((

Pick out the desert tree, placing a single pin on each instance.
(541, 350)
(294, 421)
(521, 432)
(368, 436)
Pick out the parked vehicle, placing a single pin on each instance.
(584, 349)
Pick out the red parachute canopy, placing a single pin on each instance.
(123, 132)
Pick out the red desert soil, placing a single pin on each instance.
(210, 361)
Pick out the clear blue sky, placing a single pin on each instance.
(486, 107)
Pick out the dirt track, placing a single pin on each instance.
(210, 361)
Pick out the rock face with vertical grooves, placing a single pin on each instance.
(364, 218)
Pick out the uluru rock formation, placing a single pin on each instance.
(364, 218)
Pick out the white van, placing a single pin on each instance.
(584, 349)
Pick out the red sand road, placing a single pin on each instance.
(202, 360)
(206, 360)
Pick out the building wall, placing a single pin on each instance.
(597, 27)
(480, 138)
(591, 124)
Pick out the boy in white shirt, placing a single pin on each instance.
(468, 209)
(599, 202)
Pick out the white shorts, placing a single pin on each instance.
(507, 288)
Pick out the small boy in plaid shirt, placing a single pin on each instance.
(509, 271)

))

* DIRECTIONS
Each line of the data is to be written out again exactly.

* ANSWER BELOW
Pick out the desert tree, placing a single pin on each instance.
(541, 350)
(294, 421)
(521, 432)
(368, 436)
Pick out the parked vehicle, placing a single pin on each instance.
(584, 349)
Pick out the red parachute canopy, placing a single pin on each instance.
(123, 132)
Pick out the red desert soil, placing a single pin on each instance.
(210, 361)
Pick out the clear blue sky, placing a single pin on each instance.
(486, 107)
Pick out the dirt track, placing a single pin on each instance.
(210, 361)
Pick out the rock face with vertical grooves, placing a single pin on each instance.
(364, 218)
Pick out the uluru rock formation, placing a single pin on each instance.
(364, 218)
Pick out the white van, placing a single pin on each instance.
(584, 349)
Pick out the red sand road, placing a single pin on each instance.
(202, 360)
(206, 360)
Pick out the building wall, placing a single pin on each instance.
(597, 27)
(480, 138)
(591, 124)
Pick out the boy in white shirt, placing a single pin on each instance.
(468, 209)
(599, 202)
Pick out the white shorts, placing a single pin on each instance.
(507, 288)
Pick out the small boy in plaid shirt, placing a single pin on each instance.
(509, 271)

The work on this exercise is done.